* TASK TO COMPLETE *
Copy from the helicopter crash account, without changes, the part that begins at the words "The next day, I" and stops after "to the scene?".

* SOURCE TEXT *
CHIEF WARRANT OFFICER 4 STEVE OWENS
Procedures are there for a reason. Here’s why.
In 1987, I departed on a routine flight as part of a battle drill in Germany. My AH-1F was equipped with a canopy jettison system that would burn the windows and explosively operate the door locks in the event of an accident in which the normal exits could not be used. Since arriving at the unit as a young aviator, I flew with the safety pin secured in this system despite the checklist requirement to remove it before flight. The handle to operate this system was near the key switch for the helicopter and I, like many of my unit’s pilots, worried the canopy would accidentally jettison while in flight. On this day, as the pilot in command, I choose to leave the pin in place. What could happen?
Everything was fine until about 1,000 feet above ground level on the East German border when my tail rotor blade broke off and ripped the gearbox off the helicopter. The landing that occurred about 25 seconds later was upright, until the main rotor blade caught the ground. Then I was inverted, hanging from the straps. My co-pilot was unconscious in the front seat.
I unbuckled, fell to the roof, sat up and looked at the yellow and black striped canopy handle. It was my way out and, thinking only of fire, I wanted out badly. As I turned and pulled the handle, it broke off in my hand. “Wow,” I thought, “that safety pin works pretty well.” I tried kicking a window — which I assumed, improperly — was the immovable window normally on the left side of the back seat. That did not work, so I grabbed my survival knife and began hitting the window. After the third or fourth blow, the window broke and gave me a deep cut on my wrist. I scampered through the hole and went to attend to the co-pilot. He was injured, but alive and would recover to finish his Army career.
The next day, I went to work despite that I could not walk very well. My battalion commander approached and told me we did a very good job since not many people survived that type of accident. He also told me not to worry about the helicopter; us being alive was all that mattered. He said he only had one question: Why had I cut a hole in a perfectly good door that opened with no problem when they got to the scene?
The point of this story is to follow procedures because they are there for a reason. Despite being a locally accepted procedure for some pilots, the pin should have been out for flight. Normally, procedures are written in blood, which could have easily been the case for me. You can’t imagine how disoriented you can become after a violent impact and finding yourself hanging upside down. You might even cut up a perfectly good door. To avoid my mistake, hedge your bets and follow procedures as they are written.

* EXERCISE DATA *

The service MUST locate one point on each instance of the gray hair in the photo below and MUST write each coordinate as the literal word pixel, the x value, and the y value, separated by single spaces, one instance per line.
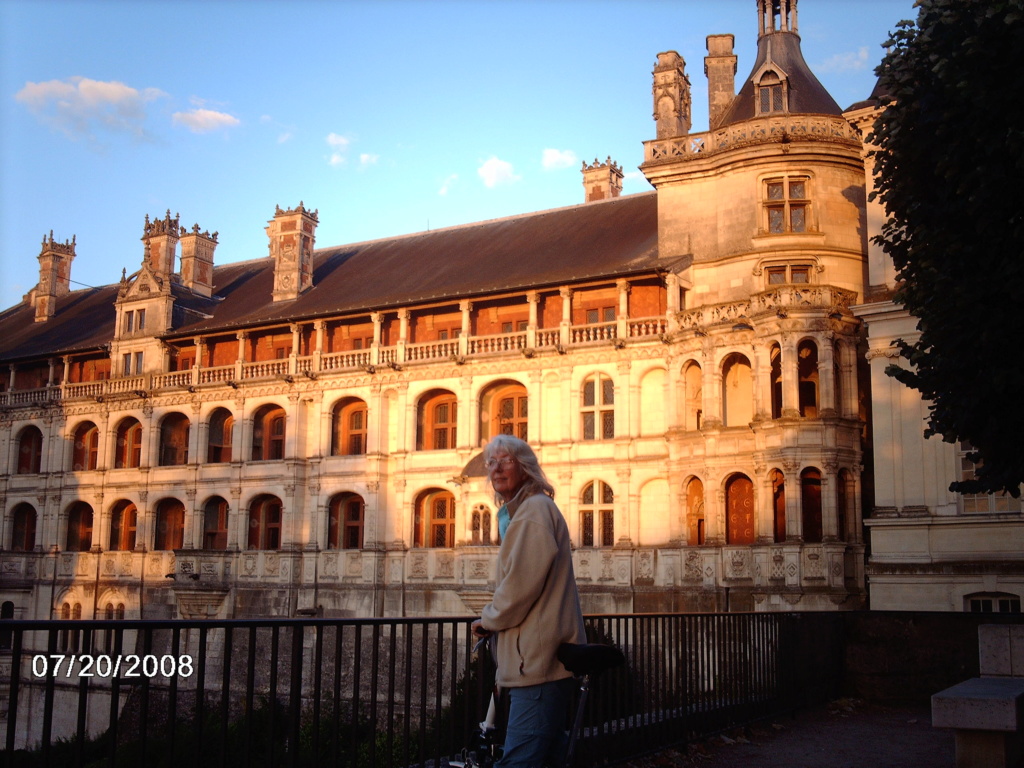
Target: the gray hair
pixel 524 457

* SOLVED PROBLEM *
The next day, I went to work despite that I could not walk very well. My battalion commander approached and told me we did a very good job since not many people survived that type of accident. He also told me not to worry about the helicopter; us being alive was all that mattered. He said he only had one question: Why had I cut a hole in a perfectly good door that opened with no problem when they got to the scene?